• Task to carry out:
Keep only the lines of the records below that contain the string "grass", treating uppercase and lowercase as different, and list them in order.

• Task data:
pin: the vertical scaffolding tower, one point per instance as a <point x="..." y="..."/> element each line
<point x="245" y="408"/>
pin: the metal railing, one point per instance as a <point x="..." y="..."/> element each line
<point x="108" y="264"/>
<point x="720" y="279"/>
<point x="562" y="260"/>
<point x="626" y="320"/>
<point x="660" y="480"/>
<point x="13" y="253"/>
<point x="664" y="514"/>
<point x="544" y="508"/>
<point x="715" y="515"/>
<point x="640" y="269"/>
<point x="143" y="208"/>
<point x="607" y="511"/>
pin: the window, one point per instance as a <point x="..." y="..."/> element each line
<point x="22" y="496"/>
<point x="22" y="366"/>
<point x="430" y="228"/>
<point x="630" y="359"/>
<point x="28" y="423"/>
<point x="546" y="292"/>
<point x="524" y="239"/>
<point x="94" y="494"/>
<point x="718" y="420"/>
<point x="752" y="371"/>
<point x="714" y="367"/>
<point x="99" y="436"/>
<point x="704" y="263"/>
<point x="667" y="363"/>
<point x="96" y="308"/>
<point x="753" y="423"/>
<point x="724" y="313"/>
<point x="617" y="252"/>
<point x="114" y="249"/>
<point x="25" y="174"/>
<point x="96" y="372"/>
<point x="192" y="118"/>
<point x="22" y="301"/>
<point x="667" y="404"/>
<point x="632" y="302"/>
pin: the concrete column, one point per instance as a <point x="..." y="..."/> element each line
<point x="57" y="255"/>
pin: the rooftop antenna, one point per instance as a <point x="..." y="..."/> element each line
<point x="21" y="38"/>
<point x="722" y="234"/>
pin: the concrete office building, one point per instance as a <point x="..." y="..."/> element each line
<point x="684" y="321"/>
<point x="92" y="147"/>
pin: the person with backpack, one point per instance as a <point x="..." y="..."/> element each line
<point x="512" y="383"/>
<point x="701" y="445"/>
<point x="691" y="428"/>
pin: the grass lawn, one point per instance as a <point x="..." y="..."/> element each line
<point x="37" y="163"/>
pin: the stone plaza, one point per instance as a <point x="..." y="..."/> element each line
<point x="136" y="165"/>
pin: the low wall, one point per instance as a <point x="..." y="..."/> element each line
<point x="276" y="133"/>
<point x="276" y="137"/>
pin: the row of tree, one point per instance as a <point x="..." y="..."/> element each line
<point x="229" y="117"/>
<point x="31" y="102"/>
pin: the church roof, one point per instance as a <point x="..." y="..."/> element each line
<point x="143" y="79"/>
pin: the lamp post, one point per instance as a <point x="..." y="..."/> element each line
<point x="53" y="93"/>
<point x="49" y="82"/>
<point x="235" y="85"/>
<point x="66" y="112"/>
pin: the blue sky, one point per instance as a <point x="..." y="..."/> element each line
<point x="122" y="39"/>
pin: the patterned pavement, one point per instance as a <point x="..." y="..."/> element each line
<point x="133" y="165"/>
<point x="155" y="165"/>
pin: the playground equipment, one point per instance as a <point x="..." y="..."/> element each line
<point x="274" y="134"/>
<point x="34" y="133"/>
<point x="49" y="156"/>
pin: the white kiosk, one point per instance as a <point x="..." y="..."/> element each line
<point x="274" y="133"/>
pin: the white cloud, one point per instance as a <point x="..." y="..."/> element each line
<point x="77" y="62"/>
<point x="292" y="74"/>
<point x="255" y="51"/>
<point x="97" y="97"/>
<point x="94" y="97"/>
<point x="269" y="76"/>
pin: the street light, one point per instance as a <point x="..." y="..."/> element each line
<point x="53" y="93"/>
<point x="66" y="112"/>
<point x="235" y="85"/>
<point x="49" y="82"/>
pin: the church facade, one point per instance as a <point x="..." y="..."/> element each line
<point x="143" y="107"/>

...

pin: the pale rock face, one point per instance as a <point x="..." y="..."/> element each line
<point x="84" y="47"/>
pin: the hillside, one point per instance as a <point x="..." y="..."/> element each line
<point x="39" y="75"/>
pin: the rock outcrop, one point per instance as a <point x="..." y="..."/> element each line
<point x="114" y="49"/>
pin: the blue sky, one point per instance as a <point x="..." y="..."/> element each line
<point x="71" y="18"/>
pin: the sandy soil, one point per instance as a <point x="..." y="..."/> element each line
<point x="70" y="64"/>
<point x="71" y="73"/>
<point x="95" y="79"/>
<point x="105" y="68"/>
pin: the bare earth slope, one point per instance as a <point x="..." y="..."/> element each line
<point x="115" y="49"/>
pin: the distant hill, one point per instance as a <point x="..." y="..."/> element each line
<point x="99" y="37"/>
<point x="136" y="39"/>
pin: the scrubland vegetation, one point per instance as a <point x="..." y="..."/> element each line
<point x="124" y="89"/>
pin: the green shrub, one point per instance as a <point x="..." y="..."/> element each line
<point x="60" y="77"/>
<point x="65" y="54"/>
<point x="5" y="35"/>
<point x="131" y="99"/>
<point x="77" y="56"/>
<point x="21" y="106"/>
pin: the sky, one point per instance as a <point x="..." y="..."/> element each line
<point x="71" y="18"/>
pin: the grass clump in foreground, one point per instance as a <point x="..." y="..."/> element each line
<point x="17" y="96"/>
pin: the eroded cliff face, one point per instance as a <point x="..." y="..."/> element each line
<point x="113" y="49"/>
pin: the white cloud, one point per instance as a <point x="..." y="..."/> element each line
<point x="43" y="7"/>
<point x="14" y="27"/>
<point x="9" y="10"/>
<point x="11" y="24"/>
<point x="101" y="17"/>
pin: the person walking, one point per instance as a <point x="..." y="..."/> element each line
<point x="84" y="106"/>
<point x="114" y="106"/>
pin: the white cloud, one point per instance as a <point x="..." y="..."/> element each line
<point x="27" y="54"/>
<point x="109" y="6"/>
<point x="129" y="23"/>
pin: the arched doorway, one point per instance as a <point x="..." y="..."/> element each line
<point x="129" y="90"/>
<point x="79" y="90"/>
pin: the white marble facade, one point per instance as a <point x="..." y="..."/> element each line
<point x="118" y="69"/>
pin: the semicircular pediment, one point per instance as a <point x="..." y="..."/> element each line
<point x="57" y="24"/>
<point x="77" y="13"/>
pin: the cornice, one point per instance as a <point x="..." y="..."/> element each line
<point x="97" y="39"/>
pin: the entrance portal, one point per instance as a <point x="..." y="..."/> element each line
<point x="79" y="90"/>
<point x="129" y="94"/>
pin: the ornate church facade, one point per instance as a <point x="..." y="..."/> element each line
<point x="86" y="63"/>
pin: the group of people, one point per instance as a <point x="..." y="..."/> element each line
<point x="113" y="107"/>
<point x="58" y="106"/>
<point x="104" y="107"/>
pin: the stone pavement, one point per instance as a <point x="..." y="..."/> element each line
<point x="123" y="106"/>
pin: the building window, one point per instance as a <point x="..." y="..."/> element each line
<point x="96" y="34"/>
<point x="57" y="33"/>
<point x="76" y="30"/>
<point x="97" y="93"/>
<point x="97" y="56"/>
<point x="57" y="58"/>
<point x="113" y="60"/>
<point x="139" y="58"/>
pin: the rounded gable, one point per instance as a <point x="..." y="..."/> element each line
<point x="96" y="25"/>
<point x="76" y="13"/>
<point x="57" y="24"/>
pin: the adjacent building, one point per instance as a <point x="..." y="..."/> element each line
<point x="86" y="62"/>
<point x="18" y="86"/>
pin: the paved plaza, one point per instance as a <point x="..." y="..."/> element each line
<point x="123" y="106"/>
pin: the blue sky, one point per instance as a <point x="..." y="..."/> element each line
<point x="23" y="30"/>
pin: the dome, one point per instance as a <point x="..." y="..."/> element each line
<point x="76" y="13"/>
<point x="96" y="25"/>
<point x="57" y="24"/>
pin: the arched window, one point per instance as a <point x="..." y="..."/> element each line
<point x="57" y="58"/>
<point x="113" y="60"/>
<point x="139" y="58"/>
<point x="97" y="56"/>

• Response to this exercise:
pin: the grass lawn, one point per instance as a <point x="..." y="..."/> element each line
pin: the grass clump in foreground, one point per instance as a <point x="..." y="..."/> element each line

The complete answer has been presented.